— Start DATA FOR THIS EXERCISE —
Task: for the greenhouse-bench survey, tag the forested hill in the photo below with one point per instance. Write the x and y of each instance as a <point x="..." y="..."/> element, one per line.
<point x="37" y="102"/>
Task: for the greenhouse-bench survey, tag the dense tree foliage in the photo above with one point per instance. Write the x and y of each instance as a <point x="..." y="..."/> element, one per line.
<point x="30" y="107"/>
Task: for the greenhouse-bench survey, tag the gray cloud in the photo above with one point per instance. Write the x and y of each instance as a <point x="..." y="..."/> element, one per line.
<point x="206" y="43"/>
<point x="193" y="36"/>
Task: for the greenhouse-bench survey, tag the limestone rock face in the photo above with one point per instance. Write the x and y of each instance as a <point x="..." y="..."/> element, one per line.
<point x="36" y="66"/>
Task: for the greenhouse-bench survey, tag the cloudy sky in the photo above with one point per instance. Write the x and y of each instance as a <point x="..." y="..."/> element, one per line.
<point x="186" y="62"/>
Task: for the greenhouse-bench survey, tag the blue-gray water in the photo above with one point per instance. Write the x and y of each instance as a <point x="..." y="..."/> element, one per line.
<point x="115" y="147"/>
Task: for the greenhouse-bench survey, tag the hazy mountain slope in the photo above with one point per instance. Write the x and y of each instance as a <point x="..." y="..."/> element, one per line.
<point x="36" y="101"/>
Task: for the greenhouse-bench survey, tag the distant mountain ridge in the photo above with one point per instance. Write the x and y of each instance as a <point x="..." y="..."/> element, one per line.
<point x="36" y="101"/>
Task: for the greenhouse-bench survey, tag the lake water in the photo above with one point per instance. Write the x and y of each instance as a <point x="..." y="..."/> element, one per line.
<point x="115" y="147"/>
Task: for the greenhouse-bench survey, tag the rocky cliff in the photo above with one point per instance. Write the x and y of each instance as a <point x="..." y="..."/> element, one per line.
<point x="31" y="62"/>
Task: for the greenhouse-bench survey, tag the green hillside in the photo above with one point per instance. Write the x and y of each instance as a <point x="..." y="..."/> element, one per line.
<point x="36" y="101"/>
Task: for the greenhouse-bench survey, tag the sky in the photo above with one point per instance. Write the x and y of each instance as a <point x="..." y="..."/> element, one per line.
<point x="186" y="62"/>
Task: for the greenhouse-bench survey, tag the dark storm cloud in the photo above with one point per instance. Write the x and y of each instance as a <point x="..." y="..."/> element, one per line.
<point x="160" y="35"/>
— End DATA FOR THIS EXERCISE —
Reproduce the records from the line that contains "Task: for the greenhouse-bench survey, tag the hazy" through the end of the records, keeping each request, and add -16 to every x and y coordinate in the answers.

- **PROBLEM SOLUTION**
Task: for the greenhouse-bench survey, tag the hazy mountain slope in the photo above with one point per instance. Write the x and y of each instance as a <point x="..." y="..."/> element, one per line.
<point x="20" y="85"/>
Task: for the greenhouse-bench survey, tag the distant mountain ridge in the photo above with one point per instance. Write the x and y of each instance as a <point x="..." y="..."/> element, one per line.
<point x="20" y="85"/>
Task: for the greenhouse-bench survey, tag the lake water in the photo above with one point per instance. Write the x and y of each instance as a <point x="..." y="..."/> element, one per line.
<point x="99" y="131"/>
Task: for the greenhouse-bench survey, tag the rocky cliff in the photo above with one point per instance. Write the x and y of each instance as a <point x="..." y="..."/> element, one per line.
<point x="15" y="46"/>
Task: for the greenhouse-bench survey, tag the green hillside in the photo above with one point per instance. Write the x and y of each instance as a <point x="..." y="..."/> element, one per line.
<point x="20" y="85"/>
Task: for the greenhouse-bench survey, tag the sky in the photo above with one point per instance. Write the x and y of each instance as a <point x="..." y="..."/> element, one per line.
<point x="170" y="46"/>
Task: for the greenhouse-bench survey, tag the dark storm cloud in the photo above with one point per instance. Write the x and y of each instance as a <point x="..." y="..."/> element, one per line.
<point x="144" y="19"/>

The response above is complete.